Work required - Search the records for the string "coat". Copy each line where it occurs.

Dataset extract below:

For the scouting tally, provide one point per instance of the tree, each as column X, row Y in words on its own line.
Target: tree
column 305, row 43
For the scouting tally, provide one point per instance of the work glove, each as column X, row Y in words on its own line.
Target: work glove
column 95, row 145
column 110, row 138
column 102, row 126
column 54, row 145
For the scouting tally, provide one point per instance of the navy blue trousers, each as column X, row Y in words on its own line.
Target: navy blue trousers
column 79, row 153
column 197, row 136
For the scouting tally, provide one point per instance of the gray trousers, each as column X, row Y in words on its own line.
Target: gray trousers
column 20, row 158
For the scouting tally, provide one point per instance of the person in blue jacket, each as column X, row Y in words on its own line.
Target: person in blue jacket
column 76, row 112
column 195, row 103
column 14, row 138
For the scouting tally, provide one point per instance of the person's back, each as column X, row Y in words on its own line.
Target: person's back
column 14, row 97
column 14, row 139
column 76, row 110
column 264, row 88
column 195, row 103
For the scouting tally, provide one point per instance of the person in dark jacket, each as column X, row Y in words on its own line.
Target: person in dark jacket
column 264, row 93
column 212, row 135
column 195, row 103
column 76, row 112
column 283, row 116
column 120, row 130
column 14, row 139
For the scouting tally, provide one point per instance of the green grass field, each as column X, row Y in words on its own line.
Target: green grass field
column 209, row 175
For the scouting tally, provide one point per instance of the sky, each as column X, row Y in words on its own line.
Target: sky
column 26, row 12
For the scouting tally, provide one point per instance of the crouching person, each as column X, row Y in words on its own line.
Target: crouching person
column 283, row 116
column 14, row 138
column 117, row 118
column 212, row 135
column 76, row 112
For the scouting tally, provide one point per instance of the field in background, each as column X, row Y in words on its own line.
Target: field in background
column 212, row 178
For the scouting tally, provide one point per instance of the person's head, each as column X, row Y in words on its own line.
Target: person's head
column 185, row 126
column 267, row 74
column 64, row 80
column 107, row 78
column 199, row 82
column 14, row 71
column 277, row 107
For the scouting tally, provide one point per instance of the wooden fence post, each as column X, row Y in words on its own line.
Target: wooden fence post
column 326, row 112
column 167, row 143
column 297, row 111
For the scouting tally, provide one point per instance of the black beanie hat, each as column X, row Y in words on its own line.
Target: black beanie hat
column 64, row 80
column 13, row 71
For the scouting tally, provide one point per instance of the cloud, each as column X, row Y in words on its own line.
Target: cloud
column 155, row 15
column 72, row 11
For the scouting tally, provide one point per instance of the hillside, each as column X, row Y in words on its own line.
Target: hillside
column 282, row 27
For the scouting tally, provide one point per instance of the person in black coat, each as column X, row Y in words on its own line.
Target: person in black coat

End of Dataset extract.

Answer space -
For the scouting tally, provide one point per instance of the person in black coat, each as column X, row Y in words on its own line.
Target: person in black coat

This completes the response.